In the entries below, how many lines contain the word "horse"? State the number and nothing more.

- - - - - - -

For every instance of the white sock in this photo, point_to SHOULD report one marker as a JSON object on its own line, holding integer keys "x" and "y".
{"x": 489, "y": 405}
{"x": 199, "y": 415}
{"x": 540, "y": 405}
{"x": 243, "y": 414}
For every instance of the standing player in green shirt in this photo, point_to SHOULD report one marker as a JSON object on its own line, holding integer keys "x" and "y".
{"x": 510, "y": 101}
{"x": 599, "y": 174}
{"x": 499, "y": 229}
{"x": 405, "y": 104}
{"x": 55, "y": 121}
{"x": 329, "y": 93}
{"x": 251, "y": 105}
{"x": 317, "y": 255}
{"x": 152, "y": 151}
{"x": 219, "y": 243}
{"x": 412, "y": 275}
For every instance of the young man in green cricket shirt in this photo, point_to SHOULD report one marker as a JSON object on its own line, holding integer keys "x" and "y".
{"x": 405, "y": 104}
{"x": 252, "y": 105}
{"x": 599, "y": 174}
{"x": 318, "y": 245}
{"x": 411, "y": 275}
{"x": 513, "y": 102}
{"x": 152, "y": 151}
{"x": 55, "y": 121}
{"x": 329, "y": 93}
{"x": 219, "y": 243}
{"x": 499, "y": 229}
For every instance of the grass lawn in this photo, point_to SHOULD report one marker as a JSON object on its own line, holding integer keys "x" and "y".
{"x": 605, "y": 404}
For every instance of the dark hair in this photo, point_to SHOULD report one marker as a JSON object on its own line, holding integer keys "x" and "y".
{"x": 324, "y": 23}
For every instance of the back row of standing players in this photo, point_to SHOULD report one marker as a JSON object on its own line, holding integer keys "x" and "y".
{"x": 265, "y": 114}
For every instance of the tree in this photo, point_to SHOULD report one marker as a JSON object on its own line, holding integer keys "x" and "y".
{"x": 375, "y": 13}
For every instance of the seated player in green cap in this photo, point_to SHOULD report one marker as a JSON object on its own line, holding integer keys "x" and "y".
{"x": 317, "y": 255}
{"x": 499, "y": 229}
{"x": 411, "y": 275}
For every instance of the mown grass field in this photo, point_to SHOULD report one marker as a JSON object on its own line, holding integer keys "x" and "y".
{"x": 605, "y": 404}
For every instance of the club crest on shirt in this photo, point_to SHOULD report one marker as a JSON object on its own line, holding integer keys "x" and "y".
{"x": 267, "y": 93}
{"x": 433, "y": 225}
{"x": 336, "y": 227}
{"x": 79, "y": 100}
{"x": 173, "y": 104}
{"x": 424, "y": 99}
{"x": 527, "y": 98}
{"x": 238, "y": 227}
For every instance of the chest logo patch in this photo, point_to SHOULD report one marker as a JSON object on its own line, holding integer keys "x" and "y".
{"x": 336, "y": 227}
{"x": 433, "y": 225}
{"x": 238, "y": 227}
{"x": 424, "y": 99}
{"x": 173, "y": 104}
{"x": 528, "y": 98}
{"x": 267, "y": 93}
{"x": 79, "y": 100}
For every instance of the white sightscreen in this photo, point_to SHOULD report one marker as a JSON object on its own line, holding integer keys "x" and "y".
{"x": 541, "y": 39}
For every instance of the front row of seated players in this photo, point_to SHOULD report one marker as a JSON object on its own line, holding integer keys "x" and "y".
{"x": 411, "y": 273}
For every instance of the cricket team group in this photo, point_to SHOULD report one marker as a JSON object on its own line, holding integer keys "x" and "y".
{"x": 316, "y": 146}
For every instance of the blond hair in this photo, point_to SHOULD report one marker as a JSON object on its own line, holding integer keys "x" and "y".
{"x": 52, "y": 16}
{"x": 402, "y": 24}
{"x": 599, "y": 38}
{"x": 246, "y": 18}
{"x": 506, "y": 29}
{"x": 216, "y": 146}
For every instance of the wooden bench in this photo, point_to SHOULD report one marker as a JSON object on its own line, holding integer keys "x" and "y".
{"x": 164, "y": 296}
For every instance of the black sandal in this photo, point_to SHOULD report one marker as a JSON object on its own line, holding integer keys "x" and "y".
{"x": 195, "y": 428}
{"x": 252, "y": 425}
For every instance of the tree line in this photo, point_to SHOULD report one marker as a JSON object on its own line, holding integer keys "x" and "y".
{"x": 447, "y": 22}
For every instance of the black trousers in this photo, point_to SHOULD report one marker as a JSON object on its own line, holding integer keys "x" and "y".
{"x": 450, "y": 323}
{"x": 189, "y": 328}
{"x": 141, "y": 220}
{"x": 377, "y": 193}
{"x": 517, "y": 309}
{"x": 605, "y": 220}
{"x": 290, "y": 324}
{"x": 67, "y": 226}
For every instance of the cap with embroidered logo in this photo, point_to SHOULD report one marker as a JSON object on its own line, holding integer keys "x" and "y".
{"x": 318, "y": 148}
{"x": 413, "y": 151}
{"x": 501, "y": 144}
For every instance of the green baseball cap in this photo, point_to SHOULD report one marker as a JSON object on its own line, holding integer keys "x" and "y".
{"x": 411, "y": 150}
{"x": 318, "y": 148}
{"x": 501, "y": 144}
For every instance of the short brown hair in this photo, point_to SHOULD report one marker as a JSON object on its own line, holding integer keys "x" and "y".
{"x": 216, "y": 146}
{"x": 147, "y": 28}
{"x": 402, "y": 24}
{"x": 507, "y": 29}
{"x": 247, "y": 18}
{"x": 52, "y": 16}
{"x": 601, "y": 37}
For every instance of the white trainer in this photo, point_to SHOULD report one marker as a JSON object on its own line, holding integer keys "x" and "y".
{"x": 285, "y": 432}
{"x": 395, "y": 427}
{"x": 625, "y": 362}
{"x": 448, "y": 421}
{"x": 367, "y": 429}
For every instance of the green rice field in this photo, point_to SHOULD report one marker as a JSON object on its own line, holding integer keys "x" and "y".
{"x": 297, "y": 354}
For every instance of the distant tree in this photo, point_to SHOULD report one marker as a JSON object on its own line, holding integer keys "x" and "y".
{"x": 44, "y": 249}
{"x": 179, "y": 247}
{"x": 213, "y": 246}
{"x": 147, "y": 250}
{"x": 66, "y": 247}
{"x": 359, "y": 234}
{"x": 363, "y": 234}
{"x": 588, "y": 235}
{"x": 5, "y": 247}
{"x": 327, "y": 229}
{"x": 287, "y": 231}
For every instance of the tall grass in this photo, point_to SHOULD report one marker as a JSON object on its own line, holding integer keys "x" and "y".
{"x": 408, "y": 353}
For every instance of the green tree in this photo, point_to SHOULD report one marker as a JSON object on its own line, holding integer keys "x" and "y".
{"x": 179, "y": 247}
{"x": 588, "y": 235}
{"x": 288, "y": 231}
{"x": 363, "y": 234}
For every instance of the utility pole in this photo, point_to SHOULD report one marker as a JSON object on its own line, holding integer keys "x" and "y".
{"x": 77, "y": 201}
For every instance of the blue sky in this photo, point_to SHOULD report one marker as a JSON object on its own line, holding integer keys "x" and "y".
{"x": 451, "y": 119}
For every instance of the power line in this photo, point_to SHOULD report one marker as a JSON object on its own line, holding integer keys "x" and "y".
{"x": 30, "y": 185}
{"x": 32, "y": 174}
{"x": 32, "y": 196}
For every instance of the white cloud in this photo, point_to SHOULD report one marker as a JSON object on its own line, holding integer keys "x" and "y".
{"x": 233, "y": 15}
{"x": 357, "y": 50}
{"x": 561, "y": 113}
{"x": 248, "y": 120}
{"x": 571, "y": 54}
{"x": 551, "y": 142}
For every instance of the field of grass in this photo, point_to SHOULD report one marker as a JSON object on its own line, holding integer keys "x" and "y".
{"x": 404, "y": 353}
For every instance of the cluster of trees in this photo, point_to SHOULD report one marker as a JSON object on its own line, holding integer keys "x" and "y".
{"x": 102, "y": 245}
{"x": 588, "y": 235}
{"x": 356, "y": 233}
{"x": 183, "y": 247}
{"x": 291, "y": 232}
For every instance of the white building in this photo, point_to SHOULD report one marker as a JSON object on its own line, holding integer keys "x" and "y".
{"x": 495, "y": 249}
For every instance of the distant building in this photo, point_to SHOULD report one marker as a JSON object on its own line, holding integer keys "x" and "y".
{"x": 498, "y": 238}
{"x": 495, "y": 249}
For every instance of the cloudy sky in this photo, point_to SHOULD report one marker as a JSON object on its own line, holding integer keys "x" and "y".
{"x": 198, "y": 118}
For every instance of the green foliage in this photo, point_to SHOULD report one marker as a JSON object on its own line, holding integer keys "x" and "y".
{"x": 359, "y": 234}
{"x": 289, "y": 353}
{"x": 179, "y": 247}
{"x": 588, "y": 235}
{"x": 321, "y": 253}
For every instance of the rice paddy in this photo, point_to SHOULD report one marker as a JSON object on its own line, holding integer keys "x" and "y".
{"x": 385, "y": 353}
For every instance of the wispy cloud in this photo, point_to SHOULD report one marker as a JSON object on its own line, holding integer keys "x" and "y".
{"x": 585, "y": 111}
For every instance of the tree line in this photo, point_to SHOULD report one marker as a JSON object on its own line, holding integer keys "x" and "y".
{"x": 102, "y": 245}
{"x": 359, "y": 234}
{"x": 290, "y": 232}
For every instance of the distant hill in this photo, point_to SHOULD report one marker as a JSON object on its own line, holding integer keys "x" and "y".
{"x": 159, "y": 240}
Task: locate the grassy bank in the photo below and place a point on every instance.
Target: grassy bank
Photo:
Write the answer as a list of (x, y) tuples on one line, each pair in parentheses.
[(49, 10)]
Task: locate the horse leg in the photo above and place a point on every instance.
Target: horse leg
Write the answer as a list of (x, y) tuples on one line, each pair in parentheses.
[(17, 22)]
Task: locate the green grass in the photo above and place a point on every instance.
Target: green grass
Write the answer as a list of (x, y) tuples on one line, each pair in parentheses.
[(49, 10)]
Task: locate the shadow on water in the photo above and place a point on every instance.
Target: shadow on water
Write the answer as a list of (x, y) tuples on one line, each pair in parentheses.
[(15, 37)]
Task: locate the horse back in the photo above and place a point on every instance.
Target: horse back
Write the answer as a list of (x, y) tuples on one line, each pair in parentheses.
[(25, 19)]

- - - - - - -

### Exercise output
4